RECORD SET ->
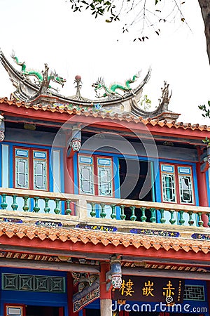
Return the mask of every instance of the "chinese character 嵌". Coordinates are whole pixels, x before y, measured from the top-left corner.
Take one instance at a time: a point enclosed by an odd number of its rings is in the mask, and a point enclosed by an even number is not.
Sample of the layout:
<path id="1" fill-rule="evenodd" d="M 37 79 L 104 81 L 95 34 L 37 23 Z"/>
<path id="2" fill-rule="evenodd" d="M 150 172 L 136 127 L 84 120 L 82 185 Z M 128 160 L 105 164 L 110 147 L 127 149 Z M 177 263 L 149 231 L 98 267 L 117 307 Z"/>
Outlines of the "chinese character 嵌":
<path id="1" fill-rule="evenodd" d="M 154 283 L 150 282 L 150 280 L 148 280 L 148 283 L 144 282 L 144 287 L 142 289 L 143 295 L 145 296 L 148 296 L 149 295 L 155 296 L 152 293 L 153 291 L 154 291 L 154 289 L 153 288 L 153 285 Z"/>

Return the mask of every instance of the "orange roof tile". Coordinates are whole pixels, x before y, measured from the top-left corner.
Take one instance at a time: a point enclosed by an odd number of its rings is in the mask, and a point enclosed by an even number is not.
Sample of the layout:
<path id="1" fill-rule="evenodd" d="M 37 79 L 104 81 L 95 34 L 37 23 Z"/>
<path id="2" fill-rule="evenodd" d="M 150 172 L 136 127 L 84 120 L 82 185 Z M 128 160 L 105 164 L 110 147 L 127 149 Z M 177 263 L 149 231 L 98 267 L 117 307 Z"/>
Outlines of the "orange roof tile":
<path id="1" fill-rule="evenodd" d="M 67 113 L 69 115 L 71 114 L 77 114 L 77 115 L 84 115 L 85 117 L 100 117 L 102 119 L 117 119 L 118 121 L 126 121 L 127 122 L 130 121 L 134 121 L 136 124 L 141 122 L 144 125 L 150 124 L 153 126 L 158 126 L 160 127 L 166 126 L 169 129 L 175 128 L 175 129 L 183 129 L 184 130 L 186 129 L 191 129 L 192 131 L 194 130 L 199 130 L 199 131 L 210 131 L 210 126 L 207 126 L 206 125 L 200 125 L 198 124 L 191 124 L 190 123 L 183 123 L 183 122 L 176 122 L 175 121 L 169 121 L 167 120 L 160 120 L 158 118 L 156 119 L 150 119 L 150 118 L 143 118 L 141 117 L 134 117 L 132 114 L 118 114 L 118 113 L 111 114 L 111 113 L 106 113 L 104 112 L 94 112 L 94 111 L 88 111 L 85 112 L 83 109 L 81 110 L 69 110 L 67 107 L 65 107 L 64 108 L 59 108 L 58 106 L 52 107 L 50 105 L 41 105 L 41 104 L 36 104 L 36 105 L 31 105 L 31 103 L 25 103 L 24 101 L 20 102 L 20 101 L 15 101 L 15 100 L 8 100 L 7 98 L 0 98 L 0 104 L 1 103 L 6 103 L 8 105 L 15 105 L 18 107 L 23 107 L 26 108 L 30 108 L 34 109 L 35 110 L 40 110 L 42 111 L 50 111 L 51 112 L 59 112 L 59 113 Z"/>
<path id="2" fill-rule="evenodd" d="M 195 253 L 202 251 L 204 254 L 210 251 L 210 240 L 169 238 L 80 228 L 45 228 L 2 222 L 0 223 L 0 240 L 1 237 L 4 235 L 10 239 L 18 237 L 20 239 L 27 237 L 31 240 L 34 239 L 41 241 L 48 239 L 49 242 L 60 240 L 62 242 L 72 242 L 74 244 L 81 242 L 85 244 L 90 242 L 92 245 L 102 244 L 104 246 L 111 244 L 115 246 L 120 245 L 125 248 L 130 246 L 134 246 L 136 249 L 144 247 L 146 249 L 153 248 L 157 251 L 163 248 L 167 251 L 169 249 Z"/>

TASK REQUIREMENTS ->
How many lines of the data above contain the string "from"? Reply with the number alone.

COMPLETED EXERCISE ->
2